> WHAT NEEDS TO BE DONE
In the commentary, which group of the population is described as irrationally attached to Obama?

> TEXT SECTION
'''
Before he was elected, I made four predictions about what an Obama regime would be like. I think that, unfortunately, I was more or less right on all counts. I say "unfortunately" because none of them predicted good things for him or the country. In order, they were:
1. Get ready for four years of grovelling leader-worship on the part of a significant part of the population. Of the four predictions, this is the one that seems most likely to be wrong. As his approval ratings sag, it isn't easy to make a case that people are worshiping this man, and I do have to admit that it's been a while since I have heard anyone describe him as "brilliant." I no longer know that "worship" is the right word, but there is a significant part of the population that seems to me to be irrationally attached to him: I am referring to the young (roughly age 18-30). The individual mandate in Obama's health care reform bill, if enacted, would blatantly exploit them, forcing them to buy a lavish insurance plan that the young and healthy do not need, on which they will lose money, in order to pay for other people's care. This means benefiting one group at the expense of another: in a word, exploitation. And yet the young still support him.
'''
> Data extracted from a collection
'''
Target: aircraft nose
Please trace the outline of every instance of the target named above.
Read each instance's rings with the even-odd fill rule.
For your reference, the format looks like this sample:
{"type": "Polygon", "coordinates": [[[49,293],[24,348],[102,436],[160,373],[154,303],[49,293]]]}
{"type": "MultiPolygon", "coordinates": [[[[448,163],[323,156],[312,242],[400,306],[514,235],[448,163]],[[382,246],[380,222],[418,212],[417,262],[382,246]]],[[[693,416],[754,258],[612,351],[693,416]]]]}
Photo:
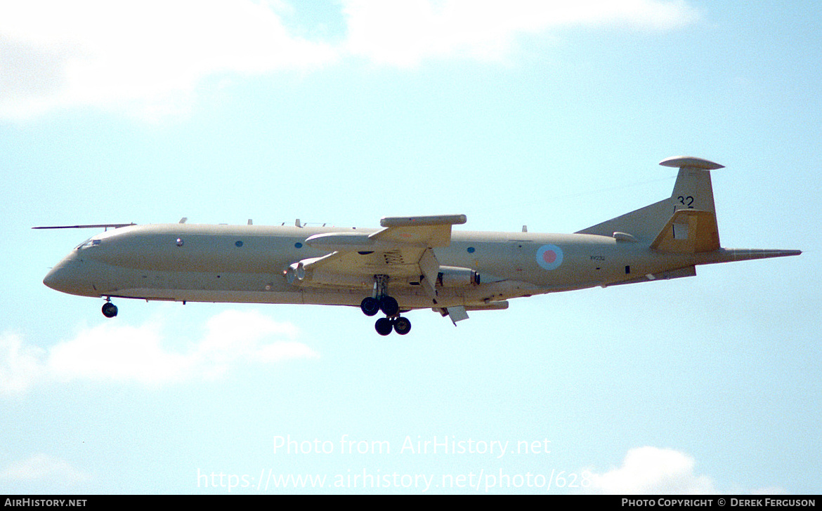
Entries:
{"type": "Polygon", "coordinates": [[[43,283],[62,292],[74,295],[89,294],[91,291],[90,286],[84,282],[78,264],[73,255],[69,255],[46,274],[43,283]]]}
{"type": "Polygon", "coordinates": [[[55,291],[67,292],[67,289],[69,288],[67,285],[67,273],[68,272],[66,270],[65,260],[61,260],[58,263],[57,266],[52,268],[51,270],[46,274],[45,278],[43,279],[43,283],[55,291]]]}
'''
> ANSWER BOX
The young, roughly age 18-30.